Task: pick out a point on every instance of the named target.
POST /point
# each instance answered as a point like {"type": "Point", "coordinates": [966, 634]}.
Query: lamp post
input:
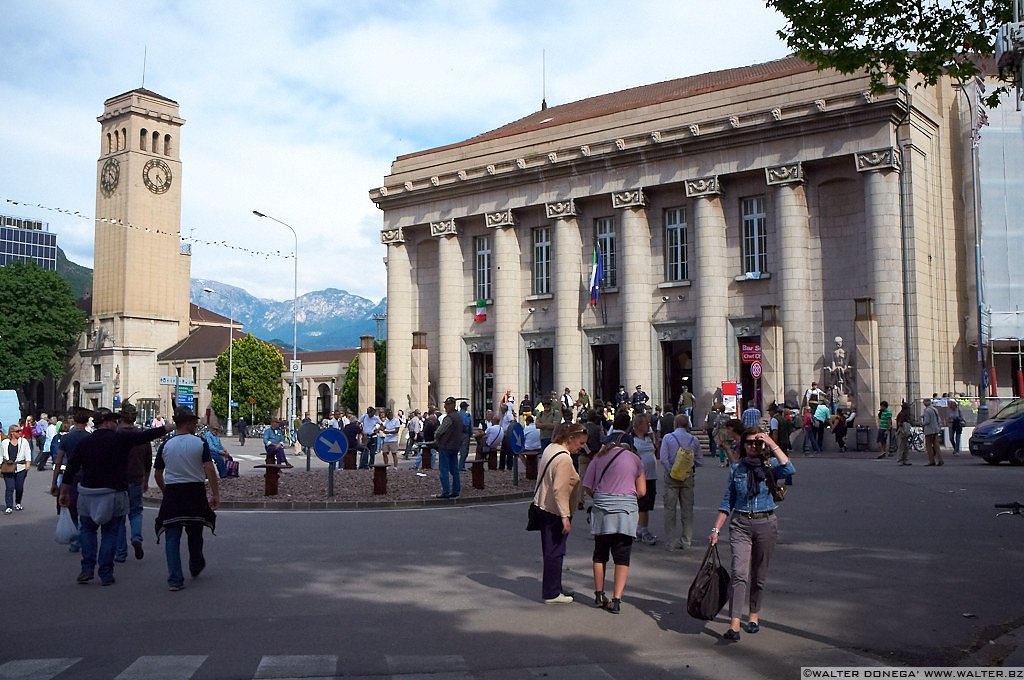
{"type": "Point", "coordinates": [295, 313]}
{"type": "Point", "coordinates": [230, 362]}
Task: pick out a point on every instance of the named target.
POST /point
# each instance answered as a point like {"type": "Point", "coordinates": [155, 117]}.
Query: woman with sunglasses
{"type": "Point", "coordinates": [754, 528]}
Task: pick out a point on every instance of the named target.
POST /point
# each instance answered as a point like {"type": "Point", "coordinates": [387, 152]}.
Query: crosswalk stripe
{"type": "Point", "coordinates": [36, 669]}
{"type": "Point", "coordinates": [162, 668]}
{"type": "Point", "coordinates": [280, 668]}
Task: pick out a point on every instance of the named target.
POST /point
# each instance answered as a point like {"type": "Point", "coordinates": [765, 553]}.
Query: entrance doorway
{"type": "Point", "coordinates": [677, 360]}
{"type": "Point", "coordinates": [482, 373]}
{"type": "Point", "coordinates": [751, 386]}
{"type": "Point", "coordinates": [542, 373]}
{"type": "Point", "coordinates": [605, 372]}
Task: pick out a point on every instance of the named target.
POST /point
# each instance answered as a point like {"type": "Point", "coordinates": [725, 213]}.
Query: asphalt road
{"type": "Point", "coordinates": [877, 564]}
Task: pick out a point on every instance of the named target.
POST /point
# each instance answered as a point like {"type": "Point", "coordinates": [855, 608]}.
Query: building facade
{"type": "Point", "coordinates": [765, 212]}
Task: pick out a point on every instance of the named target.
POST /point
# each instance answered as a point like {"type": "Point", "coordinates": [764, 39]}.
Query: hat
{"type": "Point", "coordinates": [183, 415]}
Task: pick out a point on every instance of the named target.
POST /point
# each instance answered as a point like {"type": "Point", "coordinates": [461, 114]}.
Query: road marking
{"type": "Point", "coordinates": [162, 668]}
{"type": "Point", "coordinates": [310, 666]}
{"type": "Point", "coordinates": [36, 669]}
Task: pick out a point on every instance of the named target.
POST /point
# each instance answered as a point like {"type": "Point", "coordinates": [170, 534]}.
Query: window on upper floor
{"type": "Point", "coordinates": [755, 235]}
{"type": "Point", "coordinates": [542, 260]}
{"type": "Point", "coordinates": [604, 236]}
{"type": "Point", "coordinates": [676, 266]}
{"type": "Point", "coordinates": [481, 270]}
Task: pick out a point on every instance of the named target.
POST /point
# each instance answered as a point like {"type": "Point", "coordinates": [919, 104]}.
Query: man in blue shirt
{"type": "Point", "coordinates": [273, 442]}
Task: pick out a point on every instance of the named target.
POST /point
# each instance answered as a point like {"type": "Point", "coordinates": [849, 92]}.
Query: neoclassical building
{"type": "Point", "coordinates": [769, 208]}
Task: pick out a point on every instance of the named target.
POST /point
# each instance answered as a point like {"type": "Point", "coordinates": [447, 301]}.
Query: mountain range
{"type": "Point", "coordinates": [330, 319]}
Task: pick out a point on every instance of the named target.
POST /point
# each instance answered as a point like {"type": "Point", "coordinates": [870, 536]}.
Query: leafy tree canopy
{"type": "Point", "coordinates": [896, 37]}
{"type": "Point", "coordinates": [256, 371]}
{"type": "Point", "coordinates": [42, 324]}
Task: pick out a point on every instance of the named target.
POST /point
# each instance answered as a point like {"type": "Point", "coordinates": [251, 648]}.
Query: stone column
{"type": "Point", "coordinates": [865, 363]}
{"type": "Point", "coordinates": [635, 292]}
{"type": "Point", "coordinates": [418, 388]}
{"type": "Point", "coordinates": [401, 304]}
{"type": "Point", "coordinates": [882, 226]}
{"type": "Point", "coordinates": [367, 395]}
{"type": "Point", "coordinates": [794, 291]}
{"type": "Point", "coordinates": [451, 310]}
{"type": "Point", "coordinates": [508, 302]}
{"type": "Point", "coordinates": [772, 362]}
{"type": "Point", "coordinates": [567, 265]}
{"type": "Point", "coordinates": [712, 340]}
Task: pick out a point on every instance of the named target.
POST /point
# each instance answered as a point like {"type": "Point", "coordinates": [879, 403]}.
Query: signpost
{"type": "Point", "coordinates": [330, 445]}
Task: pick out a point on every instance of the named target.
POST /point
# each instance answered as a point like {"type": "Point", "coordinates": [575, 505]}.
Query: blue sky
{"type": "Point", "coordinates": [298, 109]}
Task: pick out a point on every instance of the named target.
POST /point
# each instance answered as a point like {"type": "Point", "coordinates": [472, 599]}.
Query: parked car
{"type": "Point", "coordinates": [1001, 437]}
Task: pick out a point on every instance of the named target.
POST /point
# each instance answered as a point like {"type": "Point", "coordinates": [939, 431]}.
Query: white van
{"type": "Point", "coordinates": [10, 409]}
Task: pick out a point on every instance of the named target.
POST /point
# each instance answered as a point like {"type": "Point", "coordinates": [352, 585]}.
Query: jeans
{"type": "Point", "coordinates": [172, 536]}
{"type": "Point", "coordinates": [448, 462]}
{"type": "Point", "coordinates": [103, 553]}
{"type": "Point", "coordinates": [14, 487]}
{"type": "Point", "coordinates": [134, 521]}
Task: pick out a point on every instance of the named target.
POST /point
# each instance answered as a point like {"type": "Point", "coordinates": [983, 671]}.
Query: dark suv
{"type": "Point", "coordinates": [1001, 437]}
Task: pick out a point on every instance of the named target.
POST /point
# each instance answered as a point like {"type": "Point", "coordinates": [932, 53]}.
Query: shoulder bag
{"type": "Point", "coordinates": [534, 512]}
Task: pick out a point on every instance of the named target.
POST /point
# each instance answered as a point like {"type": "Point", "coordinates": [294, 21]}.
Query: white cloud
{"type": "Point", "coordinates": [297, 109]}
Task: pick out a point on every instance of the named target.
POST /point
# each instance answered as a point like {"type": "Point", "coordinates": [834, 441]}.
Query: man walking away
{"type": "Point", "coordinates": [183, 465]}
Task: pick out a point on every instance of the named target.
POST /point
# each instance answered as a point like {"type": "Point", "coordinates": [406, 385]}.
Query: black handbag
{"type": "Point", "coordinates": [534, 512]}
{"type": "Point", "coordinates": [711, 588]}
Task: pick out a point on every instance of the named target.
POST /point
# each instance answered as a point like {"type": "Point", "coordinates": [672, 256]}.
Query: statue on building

Exercise → Without the pictures, repeat the listing above exactly.

Answer to the exercise →
Task: pick out a point on every instance of the named target.
POST /point
# each instance answered as a point like {"type": "Point", "coordinates": [966, 634]}.
Query: lamp post
input:
{"type": "Point", "coordinates": [295, 313]}
{"type": "Point", "coordinates": [230, 362]}
Task: pick out a point on every instance of the named target.
POST /point
# each instance answered as a point like {"type": "Point", "coordinates": [155, 117]}.
Query: woman with sunglasses
{"type": "Point", "coordinates": [754, 528]}
Task: pick out a point on every instance of the named target.
POST /point
# each instance answered as a point like {"type": "Point", "coordinates": [387, 152]}.
Query: crosswalk stripe
{"type": "Point", "coordinates": [36, 669]}
{"type": "Point", "coordinates": [162, 668]}
{"type": "Point", "coordinates": [280, 668]}
Task: pick out a point on every instance of the named target.
POST /point
# each instance answered as a point like {"type": "Point", "coordinates": [765, 553]}.
Query: entrance doorway
{"type": "Point", "coordinates": [677, 360]}
{"type": "Point", "coordinates": [482, 373]}
{"type": "Point", "coordinates": [751, 386]}
{"type": "Point", "coordinates": [542, 373]}
{"type": "Point", "coordinates": [605, 372]}
Task: pick out a point on every instance of the named target.
POST /point
# each instance answered as a point like {"type": "Point", "coordinates": [725, 213]}.
Query: asphalt road
{"type": "Point", "coordinates": [877, 564]}
Task: pick out a point on every instance of the named target.
POST /point
# each instance answered as a point like {"type": "Point", "coordinates": [855, 608]}.
Query: building facade
{"type": "Point", "coordinates": [765, 212]}
Task: pick out a point on every instance of the named target.
POST /point
# each instance answered as a point like {"type": "Point", "coordinates": [764, 39]}.
Query: hat
{"type": "Point", "coordinates": [183, 415]}
Task: pick out a point on every instance of the named target.
POST /point
# each instance answered as a point like {"type": "Point", "coordinates": [461, 114]}.
Query: road marking
{"type": "Point", "coordinates": [162, 668]}
{"type": "Point", "coordinates": [310, 666]}
{"type": "Point", "coordinates": [36, 669]}
Task: pick out a point on every instance of the named target.
POST /point
# each instance answered as a point like {"type": "Point", "coordinates": [170, 534]}.
Query: window on upper floor
{"type": "Point", "coordinates": [755, 235]}
{"type": "Point", "coordinates": [542, 260]}
{"type": "Point", "coordinates": [604, 236]}
{"type": "Point", "coordinates": [676, 266]}
{"type": "Point", "coordinates": [481, 270]}
Task: pick out a point on every instance of the named target.
POST /point
# each instance answered as a point like {"type": "Point", "coordinates": [919, 104]}.
Query: man in blue shirt
{"type": "Point", "coordinates": [273, 442]}
Task: pick out a point on every instance of the named target.
POST /point
# each instance answered as a point like {"type": "Point", "coordinates": [849, 92]}.
Query: neoclassical building
{"type": "Point", "coordinates": [769, 208]}
Task: pick out a point on every instance of the named target.
POST /point
# each instance answered as a point like {"type": "Point", "coordinates": [447, 301]}.
Query: mountain range
{"type": "Point", "coordinates": [330, 319]}
Task: pick out a point on every instance of the named target.
POST /point
# each instance answered as a point like {"type": "Point", "coordinates": [870, 536]}.
Query: leafy tree canopy
{"type": "Point", "coordinates": [896, 37]}
{"type": "Point", "coordinates": [256, 371]}
{"type": "Point", "coordinates": [42, 324]}
Task: pick out a point on every instance of the named target.
POST /point
# each instance answered as a point like {"type": "Point", "coordinates": [251, 648]}.
Query: stone column
{"type": "Point", "coordinates": [865, 363]}
{"type": "Point", "coordinates": [635, 292]}
{"type": "Point", "coordinates": [418, 388]}
{"type": "Point", "coordinates": [401, 304]}
{"type": "Point", "coordinates": [882, 226]}
{"type": "Point", "coordinates": [367, 395]}
{"type": "Point", "coordinates": [794, 291]}
{"type": "Point", "coordinates": [451, 310]}
{"type": "Point", "coordinates": [508, 302]}
{"type": "Point", "coordinates": [772, 362]}
{"type": "Point", "coordinates": [567, 265]}
{"type": "Point", "coordinates": [712, 340]}
Task: pick out a point on every instance of the named target.
POST /point
# each instance answered as a point like {"type": "Point", "coordinates": [879, 403]}.
Query: signpost
{"type": "Point", "coordinates": [330, 445]}
Task: pick out a point on every instance of the named target.
POST /point
# each instance answered as a point like {"type": "Point", "coordinates": [575, 505]}.
Query: blue sky
{"type": "Point", "coordinates": [298, 109]}
Task: pick out a point on every instance of the named target.
POST /point
# each instance answered as a point like {"type": "Point", "coordinates": [472, 599]}.
Query: parked car
{"type": "Point", "coordinates": [1001, 437]}
Task: pick out a point on every instance of the named target.
POST /point
# each instance answered as a point like {"type": "Point", "coordinates": [939, 431]}.
Query: white van
{"type": "Point", "coordinates": [10, 409]}
Task: pick out a point on every instance of the named target.
POST /point
# each instance answered as a point like {"type": "Point", "coordinates": [352, 585]}.
Query: jeans
{"type": "Point", "coordinates": [172, 536]}
{"type": "Point", "coordinates": [448, 462]}
{"type": "Point", "coordinates": [103, 553]}
{"type": "Point", "coordinates": [14, 487]}
{"type": "Point", "coordinates": [134, 521]}
Task: pick out a point on every instance of the named target.
POST /point
# each instance answered as a point like {"type": "Point", "coordinates": [983, 671]}.
Query: dark suv
{"type": "Point", "coordinates": [1001, 437]}
Task: pick out a point on every instance of the named target.
POST /point
# each instance answered as a point like {"type": "Point", "coordinates": [932, 53]}.
Query: shoulder bag
{"type": "Point", "coordinates": [534, 512]}
Task: pick out a point on every instance of the named target.
POST /point
# each instance answered as a point like {"type": "Point", "coordinates": [294, 21]}.
Query: white cloud
{"type": "Point", "coordinates": [297, 109]}
Task: pick out a point on every instance of the named target.
POST /point
# each instance answered as a point like {"type": "Point", "coordinates": [834, 441]}.
Query: man walking away
{"type": "Point", "coordinates": [183, 465]}
Task: pick out a point on every instance of the named target.
POST /point
# each instance answered as a point like {"type": "Point", "coordinates": [406, 385]}.
Query: black handbag
{"type": "Point", "coordinates": [534, 512]}
{"type": "Point", "coordinates": [711, 588]}
Task: pick out a point on every instance of the named target.
POST /point
# each instance answered as a point like {"type": "Point", "coordinates": [672, 256]}.
Query: statue on building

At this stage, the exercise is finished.